December 20, 1978
Appeal from summary judgment; Second Judicial District Court, Washoe County; Peter Breen, Judge.
Peter Chase Neumann, Reno, for Appellant.
Hibbs and Newton, and Frank H. Roberts, Reno, for Respondent.
Appellant's wife was severely injured in an automobile accident in November, 1976, and as a result of those injuries, she died. Appellant claims to have incurred medical expenses in excess of $23,000.00 on account of his wife's injuries.
Pursuant to the no-fault provisions of an automobile insurance policy covering appellant's two vehicles, respondent paid basic reparation benefits of $10,000.00.
Appellant contends respondent owes an additional $10,000.00 in basic reparation benefits because the policy insured two vehicles and charged a separate premium for each. Respondent on the other hand argues a limits of liability clause precludes this type of "stacking" of no-fault coverage. We disagree.
A provision of respondent's Nevada Basic Reparation Benefits Endorsement reads as follows:
f. LIMITS OF LIABILITY
Regardless of the number of persons insured, policies or bonds applicable, claims made, or insured motor vehicles to which this coverage applies, the company's liability for all basic reparation benefits with respect to bodily injury sustained by any one eligible insured person in any one motor vehicle accident shall not exceed $10,000.00 in the aggregate.
In Travelers Insurance Co. v. Lopez, 93 Nev. 463, 567 P.2d 471 (1971), we held that the Nevada Motor Vehicle Insurance Act, Chapter 698, NRS, did not preclude stacking two or more obligations to pay basic reparation benefits where two policies insuring the same vehicle were on the same level of priority, but that the Act merely precluded recovery for the same items of damage. Both policies issued to Lopez provided for payment of basic reparation benefits of $10,000.00 and both contained "other insurance" clauses purporting to limit the maximum amount recoverable from all sources to $10,000.00. Lopez was involved in an accident with an uninsured motorist and incurred medical expenses in excess of $20,000.00. Travelers denied liability on the ground that the insured had already received benefits of $10,000.00 from Ambassador Insurance Co., Lopez' other insurer. We had little difficulty in declaring the "other insurance" clause null and void. Travelers was required to pay $10,000.00 under the basic reparations provision of its policy.
The Court held:
Accordingly, the better view favors [Lopez'] position that an insured is entitled to payment in full up to the policy limit with respect to each policy under which coverage is afforded, and that `other insurance' clauses and similar clauses which purport to limit liability are void. [Citations omitted.] Travelers Insurance Co. v. Lopez, supra, 93 Nev. at 468.

+===+

_What you will do_
Render this sentence from the court opinion in Spanish: "Pursuant to the no-fault provisions of an automobile insurance policy covering appellant's two vehicles, respondent paid basic reparation benefits of $10,000.00."

Stored dataset rows:

+===+

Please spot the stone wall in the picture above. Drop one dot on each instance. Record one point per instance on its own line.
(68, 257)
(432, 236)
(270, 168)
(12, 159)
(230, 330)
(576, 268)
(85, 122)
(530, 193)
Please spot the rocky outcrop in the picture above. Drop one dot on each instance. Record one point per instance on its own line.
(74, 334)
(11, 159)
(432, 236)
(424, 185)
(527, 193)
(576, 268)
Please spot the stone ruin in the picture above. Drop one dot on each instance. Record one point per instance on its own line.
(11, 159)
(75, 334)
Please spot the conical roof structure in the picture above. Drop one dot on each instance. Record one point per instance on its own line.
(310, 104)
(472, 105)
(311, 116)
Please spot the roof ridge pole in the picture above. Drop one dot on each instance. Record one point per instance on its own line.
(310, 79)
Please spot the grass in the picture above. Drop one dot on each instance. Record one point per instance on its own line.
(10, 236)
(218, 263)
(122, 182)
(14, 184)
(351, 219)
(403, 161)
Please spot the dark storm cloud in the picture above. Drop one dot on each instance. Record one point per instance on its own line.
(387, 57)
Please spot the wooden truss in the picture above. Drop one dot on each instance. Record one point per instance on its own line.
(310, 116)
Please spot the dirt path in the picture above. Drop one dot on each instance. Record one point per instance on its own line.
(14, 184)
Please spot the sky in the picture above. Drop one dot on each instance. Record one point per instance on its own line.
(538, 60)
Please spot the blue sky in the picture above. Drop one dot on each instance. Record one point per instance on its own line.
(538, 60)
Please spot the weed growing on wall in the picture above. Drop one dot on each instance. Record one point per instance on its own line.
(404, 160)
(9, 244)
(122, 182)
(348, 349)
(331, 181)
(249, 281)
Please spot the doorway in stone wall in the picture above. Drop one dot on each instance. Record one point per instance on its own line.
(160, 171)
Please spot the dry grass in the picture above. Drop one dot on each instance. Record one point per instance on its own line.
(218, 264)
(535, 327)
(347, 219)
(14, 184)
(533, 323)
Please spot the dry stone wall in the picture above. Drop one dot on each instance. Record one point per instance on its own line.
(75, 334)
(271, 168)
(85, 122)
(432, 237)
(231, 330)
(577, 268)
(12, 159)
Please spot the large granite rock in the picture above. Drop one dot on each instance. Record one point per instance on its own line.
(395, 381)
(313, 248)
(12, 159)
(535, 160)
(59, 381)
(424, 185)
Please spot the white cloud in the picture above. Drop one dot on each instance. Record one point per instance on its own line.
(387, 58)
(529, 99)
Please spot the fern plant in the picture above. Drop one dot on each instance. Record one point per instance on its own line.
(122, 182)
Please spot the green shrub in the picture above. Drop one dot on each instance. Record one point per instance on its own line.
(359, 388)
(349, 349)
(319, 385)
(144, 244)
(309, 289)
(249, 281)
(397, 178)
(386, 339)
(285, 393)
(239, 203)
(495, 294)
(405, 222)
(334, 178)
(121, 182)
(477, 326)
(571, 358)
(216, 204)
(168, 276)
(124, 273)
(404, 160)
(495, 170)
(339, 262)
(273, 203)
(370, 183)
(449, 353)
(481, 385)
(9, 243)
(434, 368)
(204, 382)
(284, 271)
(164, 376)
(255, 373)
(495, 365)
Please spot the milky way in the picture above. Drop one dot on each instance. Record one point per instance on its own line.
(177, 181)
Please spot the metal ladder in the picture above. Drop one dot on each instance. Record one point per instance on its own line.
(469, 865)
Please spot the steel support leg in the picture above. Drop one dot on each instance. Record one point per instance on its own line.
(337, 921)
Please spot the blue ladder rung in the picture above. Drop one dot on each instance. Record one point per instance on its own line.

+===+

_Reply_
Conforme a las disposiciones de responsabilidad sin culpa de una póliza de seguro de automóvil que cubría los dos vehículos del apelante, la parte apelada pagó beneficios básicos de reparación por $10,000.00.